_EXERCISE REQUIREMENTS_:
Answer these from the text on Ganeti installation options:
(a) Which new parameter specifies the location of a disk image?
(b) What does Ganeti do when that location is a URL?
(c) What is the short version of the ``--os-type`` parameter?

_TEXT TO READ_:
Ganeti allows the following installation options:
* Use a disk image:
Currently, it is already possible to specify an installation medium, such as,
a cdrom, but not a disk image. Therefore, a new parameter ``--os-image`` will
be used to specify the location of a disk image which will be dumped to the
instance's first disk before the instance is started. The location of the
image can be a URL and, if this is the case, Ganeti will download this image.
* Run OS scripts:
The parameter ``--os-type`` (short version: ``-o``), is currently used to
specify the OS scripts. This parameter will still be used to specify the OS
scripts with the difference that these scripts may optionally run inside a
virtualized environment for safety reasons, depending on whether they are
trusted or not. For more details on trusted and untrusted OS scripts, refer
to the `Installation process in a virtualized environment`_ section. Note
that this parameter will become optional thus allowing a user to create an
instance specifying only, for example, a disk image or a cdrom image to boot
from.

_INFORMATION SHOWN_:
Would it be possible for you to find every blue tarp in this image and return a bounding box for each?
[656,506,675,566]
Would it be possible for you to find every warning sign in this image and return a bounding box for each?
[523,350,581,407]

_SOLUTION FOR THIS TASK_:
(a) ``--os-image``
(b) It downloads the image.
(c) ``-o``